It’s the end of the week. I have loads more to share with you, but I’ve run out of time! Those other projects will just have to wait. I have one more project that I quilted on the Husqvarna Viking BRILLIANCE 75Q that I want to share with you.

 

Husqvarna Viking BRILLIANCE 75Q with optional extension table
Husqvarna Viking BRILLIANCE 75Q with optional extension table

 

Earlier this week, I briefly touched on free motion stitch in the ditch quilting with the soccer quilt. I have a different style of quilt today that is a very good candidate for free motion stitch in the ditch quilting.

A while back, I wrote a post on the process of satin stitching the raw edge applique on this piece.

The piece measures 24″ by 30″ so it’s not huge but just the right size to continue learning how to maneuver a quilt under the arm of the BRILLIANCE 75Q.

Remember yesterday, I got some bearding with the natural colored batting? Because there’s a lot of black on the surface of this quilt and I used a solid black for the backing, I pulled out some black batting. If there’s any bearding, it won’t be evident.

I didn’t technically baste this piece. I pressed it well using steam on the front and the back. When I say that I pressed it well – I did NOT press it so much that it compressed the batting nor did it melt the polyester that’s in the 80/20 (80% cotton/20% polyester) batting that I used. My goal is to ensure that all three layers are smooth. You’ll see in a bit that I could have pressed the backing a wee bit better, but it’s OK.

 

The sunflower wallhanging is basted and ready to be quilted.
The sunflower wallhanging is basted and ready to be quilted.

 

Test your stitch settings before you start – ALWAYS

I was so excited that I started to quilt. The BRILLIANCE 75Q was totally set up so I changed the thread color and got to work. Oh no – sometimes, I’m my own worse enemy.

I’d been using the invisible thread earlier in the day on the soccer quilt. Remember that I had loosened the top tension a lot to accommodate for the invisible thread? Well, I forgot to change the tension back and I did NOT do my little practice sample. That was a bad thing to do. Look what happened.

So the lesson here is simple. Do a practice sample ALWAYS.

 

Operator error caused the top thread tension to be way too loose.
Operator error caused the top thread tension to be way too loose.

 

Yes – the top tension was pretty loose and that extra thread appeared on the back. It was so loose that I could literally pull those threads out. Thankfully, removing the stitches was easy to do and I set the tension back to the default setting of 4.6. I had the machine set to 2.2 for the invisible thread. A wee bit of a difference to say the least.

Once I put the tension back to the appropriate setting, I got beautiful stitches on the back. And I’m happy to say that they’re pretty darn consistent. More about that in a minute.

 

The tension is now set correctly with beautifully formed stitching on the back
The tension is now set correctly with beautifully formed stitching on the back

 

I didn’t want to stitch on any of the applique shapes. The quilting for this piece is all about the texture. Those applique shapes are fusible so they’re a bit stiffer than the black background. I could have stitched on the applique shapes if I wanted, but I didn’t want to. I like trying new things and for this one, stitching in the ditch around the applique shapes was the technique I choose.

• RECORDS SHOWN:

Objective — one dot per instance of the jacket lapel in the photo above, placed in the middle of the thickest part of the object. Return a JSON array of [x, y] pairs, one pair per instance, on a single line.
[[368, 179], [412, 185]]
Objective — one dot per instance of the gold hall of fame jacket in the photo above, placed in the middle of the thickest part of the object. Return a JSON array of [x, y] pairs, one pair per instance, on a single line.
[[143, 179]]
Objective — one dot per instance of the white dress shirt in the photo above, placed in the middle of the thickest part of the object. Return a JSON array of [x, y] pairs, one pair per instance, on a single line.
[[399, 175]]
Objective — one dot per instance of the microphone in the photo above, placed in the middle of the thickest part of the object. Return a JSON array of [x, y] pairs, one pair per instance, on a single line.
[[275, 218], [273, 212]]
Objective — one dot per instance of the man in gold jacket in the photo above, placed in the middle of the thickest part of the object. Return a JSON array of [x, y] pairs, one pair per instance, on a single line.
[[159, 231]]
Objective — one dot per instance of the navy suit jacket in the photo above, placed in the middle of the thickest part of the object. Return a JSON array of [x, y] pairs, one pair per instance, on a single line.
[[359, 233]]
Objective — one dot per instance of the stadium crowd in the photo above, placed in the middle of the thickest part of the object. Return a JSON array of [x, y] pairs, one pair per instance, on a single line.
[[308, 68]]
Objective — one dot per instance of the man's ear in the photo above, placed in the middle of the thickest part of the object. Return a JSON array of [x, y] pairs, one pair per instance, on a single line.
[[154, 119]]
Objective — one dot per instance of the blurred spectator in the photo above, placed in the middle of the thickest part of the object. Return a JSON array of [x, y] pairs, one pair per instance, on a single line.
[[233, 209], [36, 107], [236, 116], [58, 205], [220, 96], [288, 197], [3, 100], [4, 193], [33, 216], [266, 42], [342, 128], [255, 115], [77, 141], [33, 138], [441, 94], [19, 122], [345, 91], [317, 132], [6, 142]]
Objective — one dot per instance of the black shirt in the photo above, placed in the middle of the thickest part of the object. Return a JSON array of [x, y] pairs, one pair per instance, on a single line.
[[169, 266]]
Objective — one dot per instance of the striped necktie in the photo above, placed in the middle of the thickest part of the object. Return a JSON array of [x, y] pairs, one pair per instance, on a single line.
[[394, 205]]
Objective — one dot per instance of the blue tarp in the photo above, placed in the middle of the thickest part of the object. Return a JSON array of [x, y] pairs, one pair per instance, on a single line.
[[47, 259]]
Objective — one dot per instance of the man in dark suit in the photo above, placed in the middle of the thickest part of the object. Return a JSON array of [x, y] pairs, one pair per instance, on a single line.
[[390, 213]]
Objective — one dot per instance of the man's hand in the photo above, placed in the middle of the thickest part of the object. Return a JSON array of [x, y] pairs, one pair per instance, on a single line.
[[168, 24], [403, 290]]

• REQUIRED WORK:
**1)** In one to three sentences, explain why black batting was used for the sunflower wallhanging, according to the quilting passage.
**2)** Change "man's hand" to "person's hand" in the records, from the line holding "Objective — one dot per instance of the man's hand" through the end of the records, inclusive, and give those lines again with nothing else altered.
The records have nothing to do with the quilting passage.

• TASK-BY-TASK SOLUTIONS:
**1)** There is a lot of black on the surface of the quilt, and the backing is solid black. With black batting, any bearding would not be evident.

**2)**
Objective — one dot per instance of the person's hand in the photo above, placed in the middle of the thickest part of the object. Return a JSON array of [x, y] pairs, one pair per instance, on a single line.
[[168, 24], [403, 290]]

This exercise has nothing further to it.